▸ PAGE TEXT:
★ ★ ★ ★ ★
4/30/09

giddy with (late) spring

M. has the good fortune (or misfortune, if you hate working latenight) of going to work at 1 in the afternoon. This means that we sometimes (depending on his study load for school, and/or his level of exhaustion) have time to do something fun as a family during the first half of the day.
As spring makes its timid forays into this late and stormy winter, we took advantage of a balmy morning to make another dash to the playground.
I love the open joy on QQ's face when she's flying high.

And also when she's on the loose.
Allowed, after some discussion, to climb the stair on her own this time (with one of us hovering nervously on each side, might I add!)
She did great! And showed not a glimmer of fear when she got to the top of the slide.
Nooooooooooo problem!
Look, mumum...no hands!
QQ's main problem at the playground is that her sun hat is constantly slipping down over her eyes. Blame that strong, unfiltered Colorado sun!
Funnyface.
★ ★ ★ ★ ★
▸ DATA LINES:
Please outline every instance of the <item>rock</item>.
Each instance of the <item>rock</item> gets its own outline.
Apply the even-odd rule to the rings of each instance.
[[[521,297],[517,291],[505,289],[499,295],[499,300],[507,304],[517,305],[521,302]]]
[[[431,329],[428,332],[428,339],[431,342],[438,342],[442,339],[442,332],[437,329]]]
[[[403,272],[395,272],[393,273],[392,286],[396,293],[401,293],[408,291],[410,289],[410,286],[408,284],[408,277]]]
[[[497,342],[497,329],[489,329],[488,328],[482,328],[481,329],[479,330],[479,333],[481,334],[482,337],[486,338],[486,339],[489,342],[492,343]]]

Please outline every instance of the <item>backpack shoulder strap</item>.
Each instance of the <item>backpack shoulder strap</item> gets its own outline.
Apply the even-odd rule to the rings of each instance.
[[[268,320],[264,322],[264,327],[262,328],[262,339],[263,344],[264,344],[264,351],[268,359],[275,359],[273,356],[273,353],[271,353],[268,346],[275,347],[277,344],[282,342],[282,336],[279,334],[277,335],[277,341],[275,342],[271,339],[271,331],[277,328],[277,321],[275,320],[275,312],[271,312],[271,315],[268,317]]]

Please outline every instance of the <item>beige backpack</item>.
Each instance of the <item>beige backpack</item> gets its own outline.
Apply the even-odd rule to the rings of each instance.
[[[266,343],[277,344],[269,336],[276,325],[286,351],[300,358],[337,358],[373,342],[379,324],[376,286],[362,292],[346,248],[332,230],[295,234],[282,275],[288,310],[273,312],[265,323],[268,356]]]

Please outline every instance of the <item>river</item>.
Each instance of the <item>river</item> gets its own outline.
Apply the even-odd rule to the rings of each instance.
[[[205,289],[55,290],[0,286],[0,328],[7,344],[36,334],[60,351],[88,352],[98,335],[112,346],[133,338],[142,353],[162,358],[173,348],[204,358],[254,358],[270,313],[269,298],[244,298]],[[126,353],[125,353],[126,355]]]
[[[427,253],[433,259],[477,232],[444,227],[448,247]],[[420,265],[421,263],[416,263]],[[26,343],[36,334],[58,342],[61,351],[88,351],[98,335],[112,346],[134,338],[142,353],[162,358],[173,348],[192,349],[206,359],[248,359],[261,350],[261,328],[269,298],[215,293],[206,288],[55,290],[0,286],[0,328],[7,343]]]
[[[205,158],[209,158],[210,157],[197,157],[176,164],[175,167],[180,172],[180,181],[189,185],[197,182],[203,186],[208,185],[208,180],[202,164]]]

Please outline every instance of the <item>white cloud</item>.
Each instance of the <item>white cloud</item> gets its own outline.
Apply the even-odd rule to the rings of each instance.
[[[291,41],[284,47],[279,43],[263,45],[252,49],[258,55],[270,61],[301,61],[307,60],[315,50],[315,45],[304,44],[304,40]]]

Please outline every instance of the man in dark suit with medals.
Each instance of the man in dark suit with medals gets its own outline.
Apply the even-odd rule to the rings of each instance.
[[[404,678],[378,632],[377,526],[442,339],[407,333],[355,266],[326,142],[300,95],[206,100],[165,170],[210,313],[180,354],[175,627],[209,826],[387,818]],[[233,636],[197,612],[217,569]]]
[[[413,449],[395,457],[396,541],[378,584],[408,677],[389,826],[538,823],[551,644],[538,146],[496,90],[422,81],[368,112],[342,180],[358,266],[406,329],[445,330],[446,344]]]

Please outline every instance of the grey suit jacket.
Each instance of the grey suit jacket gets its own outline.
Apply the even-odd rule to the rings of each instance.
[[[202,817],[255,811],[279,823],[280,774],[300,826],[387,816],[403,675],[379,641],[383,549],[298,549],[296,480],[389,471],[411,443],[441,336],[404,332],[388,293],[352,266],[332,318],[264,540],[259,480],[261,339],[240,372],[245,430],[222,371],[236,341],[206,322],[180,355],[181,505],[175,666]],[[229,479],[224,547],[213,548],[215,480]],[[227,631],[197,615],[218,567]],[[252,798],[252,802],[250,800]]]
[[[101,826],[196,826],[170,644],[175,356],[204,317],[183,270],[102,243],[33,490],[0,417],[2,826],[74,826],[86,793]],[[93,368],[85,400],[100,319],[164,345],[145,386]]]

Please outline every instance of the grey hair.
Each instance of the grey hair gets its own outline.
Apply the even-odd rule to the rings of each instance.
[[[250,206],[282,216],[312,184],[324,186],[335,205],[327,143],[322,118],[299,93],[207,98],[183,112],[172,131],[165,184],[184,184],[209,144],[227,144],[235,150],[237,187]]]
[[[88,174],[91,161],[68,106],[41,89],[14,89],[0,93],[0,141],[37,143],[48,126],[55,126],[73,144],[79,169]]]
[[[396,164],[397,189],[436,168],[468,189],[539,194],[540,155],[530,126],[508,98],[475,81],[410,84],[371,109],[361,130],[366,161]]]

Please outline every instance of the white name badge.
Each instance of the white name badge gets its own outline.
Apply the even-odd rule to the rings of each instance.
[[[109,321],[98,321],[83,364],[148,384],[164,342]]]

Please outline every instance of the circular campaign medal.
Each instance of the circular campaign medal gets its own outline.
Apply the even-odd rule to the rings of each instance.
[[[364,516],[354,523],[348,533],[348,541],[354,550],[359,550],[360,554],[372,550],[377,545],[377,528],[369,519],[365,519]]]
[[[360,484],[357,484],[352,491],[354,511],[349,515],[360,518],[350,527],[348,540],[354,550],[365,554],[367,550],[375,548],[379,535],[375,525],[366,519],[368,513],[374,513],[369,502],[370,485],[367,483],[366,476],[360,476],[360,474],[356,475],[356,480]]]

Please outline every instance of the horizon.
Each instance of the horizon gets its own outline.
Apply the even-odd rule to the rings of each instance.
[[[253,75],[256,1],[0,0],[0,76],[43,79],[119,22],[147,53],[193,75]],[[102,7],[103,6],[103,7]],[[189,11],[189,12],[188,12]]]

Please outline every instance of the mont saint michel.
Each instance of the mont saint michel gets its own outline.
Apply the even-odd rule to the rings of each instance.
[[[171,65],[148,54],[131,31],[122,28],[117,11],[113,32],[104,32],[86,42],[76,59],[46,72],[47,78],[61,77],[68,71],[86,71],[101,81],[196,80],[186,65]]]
★ ★ ★ ★ ★
▸ OBJECTIVE 1: Translate this sentence from the playground post into Spanish: "I love the open joy on QQ's face when she's flying high."
▸ OBJECTIVE 2:
Check each statement against the playground post. For each, answer yes or no and quote the words from the post that settle it.
(a) M. starts work in the afternoon.
(b) QQ was afraid at the top of the slide.
(c) QQ climbed the stair with nobody close by.
▸ OBJECTIVE 3: Quote every sentence in the playground post that ends with an exclamation point.

▸ COMPLETE RESPONSE 1: Me encanta la alegría franca en la cara de QQ cuando vuela alto.

▸ COMPLETE RESPONSE 2:
(a) Yes: "going to work at 1 in the afternoon"
(b) No: "showed not a glimmer of fear when she got to the top of the slide"
(c) No: "with one of us hovering nervously on each side"

▸ COMPLETE RESPONSE 3:
- "Allowed, after some discussion, to climb the stair on her own this time (with one of us hovering nervously on each side, might I add!)"
- "She did great!"
- "Nooooooooooo problem!"
- "Look, mumum...no hands!"
- "Blame that strong, unfiltered Colorado sun!"